STORED ROWS:

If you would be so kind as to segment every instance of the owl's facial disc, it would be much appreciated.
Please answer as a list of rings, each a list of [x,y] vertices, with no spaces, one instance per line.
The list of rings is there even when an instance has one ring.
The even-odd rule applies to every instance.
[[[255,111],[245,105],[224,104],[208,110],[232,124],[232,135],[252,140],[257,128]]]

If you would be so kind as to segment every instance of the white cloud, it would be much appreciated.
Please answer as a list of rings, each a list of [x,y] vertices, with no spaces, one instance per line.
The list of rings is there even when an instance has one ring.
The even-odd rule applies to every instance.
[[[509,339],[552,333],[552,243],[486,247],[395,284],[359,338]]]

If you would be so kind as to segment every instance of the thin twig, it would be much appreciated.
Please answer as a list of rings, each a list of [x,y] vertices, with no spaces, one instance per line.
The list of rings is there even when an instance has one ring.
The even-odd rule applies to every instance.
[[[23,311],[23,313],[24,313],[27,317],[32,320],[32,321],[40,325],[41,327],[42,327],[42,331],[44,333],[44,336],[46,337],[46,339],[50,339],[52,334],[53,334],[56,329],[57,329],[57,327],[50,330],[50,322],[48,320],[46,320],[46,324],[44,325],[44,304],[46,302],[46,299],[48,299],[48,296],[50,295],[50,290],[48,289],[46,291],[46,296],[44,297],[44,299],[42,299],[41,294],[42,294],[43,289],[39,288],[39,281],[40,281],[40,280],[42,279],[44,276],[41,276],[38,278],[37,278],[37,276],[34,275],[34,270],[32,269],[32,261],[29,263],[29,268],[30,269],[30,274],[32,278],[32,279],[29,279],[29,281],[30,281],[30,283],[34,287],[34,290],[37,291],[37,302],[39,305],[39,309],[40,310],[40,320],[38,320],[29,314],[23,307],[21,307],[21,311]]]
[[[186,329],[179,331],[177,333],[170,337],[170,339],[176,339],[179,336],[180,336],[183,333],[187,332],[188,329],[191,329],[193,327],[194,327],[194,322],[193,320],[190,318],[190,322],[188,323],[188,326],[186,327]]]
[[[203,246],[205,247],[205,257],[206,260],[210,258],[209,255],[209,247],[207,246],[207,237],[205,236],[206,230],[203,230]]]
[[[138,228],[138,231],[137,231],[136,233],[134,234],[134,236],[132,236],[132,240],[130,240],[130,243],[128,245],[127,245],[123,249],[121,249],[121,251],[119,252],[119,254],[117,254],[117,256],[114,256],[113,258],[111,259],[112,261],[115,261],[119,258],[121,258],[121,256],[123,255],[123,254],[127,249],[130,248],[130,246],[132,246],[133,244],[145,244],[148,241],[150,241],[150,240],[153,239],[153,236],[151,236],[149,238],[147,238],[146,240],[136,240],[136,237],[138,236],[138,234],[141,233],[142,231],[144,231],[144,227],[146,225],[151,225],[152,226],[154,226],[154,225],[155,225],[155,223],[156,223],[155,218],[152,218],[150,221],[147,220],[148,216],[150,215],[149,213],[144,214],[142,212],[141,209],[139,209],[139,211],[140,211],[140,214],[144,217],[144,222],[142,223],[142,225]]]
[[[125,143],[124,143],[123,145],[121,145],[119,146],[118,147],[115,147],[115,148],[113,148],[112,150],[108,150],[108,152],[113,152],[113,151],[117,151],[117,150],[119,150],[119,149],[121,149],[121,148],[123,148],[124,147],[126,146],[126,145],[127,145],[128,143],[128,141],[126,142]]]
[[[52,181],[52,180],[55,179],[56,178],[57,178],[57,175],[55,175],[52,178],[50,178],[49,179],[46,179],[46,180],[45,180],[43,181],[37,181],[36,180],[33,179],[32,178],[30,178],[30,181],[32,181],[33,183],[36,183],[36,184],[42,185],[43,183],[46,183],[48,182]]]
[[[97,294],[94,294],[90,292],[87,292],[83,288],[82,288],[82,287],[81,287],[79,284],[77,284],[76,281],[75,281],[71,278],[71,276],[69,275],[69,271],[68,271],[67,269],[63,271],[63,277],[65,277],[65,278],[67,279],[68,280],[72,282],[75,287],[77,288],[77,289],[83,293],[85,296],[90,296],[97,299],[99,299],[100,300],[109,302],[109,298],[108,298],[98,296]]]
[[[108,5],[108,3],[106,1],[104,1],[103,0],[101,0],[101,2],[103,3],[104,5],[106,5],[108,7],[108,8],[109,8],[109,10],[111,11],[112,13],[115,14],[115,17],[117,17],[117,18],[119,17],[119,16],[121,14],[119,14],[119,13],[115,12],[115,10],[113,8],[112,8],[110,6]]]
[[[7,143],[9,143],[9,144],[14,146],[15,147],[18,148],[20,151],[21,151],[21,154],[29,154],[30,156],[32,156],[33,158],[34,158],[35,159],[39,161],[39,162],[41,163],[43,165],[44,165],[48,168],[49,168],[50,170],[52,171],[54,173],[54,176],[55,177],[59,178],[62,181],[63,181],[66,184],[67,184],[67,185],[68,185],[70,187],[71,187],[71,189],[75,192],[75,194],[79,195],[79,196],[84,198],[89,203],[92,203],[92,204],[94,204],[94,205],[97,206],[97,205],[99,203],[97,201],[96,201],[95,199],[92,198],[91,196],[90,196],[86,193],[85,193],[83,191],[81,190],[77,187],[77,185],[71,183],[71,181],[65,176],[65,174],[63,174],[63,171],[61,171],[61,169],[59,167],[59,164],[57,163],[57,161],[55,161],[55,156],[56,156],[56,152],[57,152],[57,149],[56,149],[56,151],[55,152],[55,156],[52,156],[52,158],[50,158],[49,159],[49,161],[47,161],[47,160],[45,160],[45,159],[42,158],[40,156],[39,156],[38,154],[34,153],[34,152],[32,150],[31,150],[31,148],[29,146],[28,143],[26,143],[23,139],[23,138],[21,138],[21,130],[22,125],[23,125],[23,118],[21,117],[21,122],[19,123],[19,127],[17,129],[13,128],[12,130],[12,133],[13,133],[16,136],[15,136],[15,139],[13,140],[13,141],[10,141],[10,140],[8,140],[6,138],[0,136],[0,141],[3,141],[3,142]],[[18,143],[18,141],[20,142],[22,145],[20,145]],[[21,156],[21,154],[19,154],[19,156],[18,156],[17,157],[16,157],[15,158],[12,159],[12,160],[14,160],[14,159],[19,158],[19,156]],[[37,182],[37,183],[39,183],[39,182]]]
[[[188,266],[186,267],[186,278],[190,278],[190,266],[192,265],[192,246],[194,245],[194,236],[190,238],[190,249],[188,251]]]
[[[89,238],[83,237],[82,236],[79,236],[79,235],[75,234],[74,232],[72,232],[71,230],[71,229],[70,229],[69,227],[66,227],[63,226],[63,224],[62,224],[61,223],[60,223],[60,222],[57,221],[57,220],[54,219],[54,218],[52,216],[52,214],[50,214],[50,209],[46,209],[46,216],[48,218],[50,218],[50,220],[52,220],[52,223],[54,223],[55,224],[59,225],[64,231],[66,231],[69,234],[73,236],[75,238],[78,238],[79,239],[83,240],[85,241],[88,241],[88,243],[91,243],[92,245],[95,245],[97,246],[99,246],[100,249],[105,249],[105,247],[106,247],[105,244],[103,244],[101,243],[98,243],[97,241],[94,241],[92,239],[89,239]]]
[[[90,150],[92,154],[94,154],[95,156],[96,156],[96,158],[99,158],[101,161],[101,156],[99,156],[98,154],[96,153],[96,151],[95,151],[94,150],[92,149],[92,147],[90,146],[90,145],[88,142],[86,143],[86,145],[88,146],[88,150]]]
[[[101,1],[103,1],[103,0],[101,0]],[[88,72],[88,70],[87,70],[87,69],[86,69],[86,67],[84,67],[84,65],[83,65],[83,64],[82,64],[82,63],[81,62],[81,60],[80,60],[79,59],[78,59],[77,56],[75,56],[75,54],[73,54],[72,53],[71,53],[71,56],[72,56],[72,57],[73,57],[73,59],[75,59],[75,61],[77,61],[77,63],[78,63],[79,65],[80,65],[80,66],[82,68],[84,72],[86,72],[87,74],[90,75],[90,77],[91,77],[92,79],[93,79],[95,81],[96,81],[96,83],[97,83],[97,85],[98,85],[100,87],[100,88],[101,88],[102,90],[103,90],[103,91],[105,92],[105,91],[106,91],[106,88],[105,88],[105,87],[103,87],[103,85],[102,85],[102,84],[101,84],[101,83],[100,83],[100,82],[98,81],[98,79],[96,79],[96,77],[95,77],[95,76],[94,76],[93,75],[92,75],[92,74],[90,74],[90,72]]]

WHAT IS EXPECTED:
Rewrite the lines from the first one through the line with "[[[509,339],[552,333],[552,243],[486,247],[395,284],[359,338]]]", changing "white cloud" to "gray cloud" and leaving everything else the same.

ANSWER BELOW:
If you would be so kind as to segment every instance of the owl's facial disc, it would be much appreciated.
Please answer as a list of rings, each a list of [x,y] vertices, with no spaces, one instance per line.
The list of rings is there even when an instance has one ring.
The even-odd rule applies to every instance.
[[[255,111],[245,105],[224,104],[208,110],[232,124],[232,135],[252,140],[257,128]]]

If you would be so kind as to segment every instance of the gray cloud, it would be much appreciated.
Please answer as a list of rings, each a list of [x,y] vertices, with no spaces, one instance per line.
The list of rings is there even when an instance has one ring.
The even-odd rule applies to every instance.
[[[509,339],[552,333],[552,243],[486,247],[395,284],[359,338]]]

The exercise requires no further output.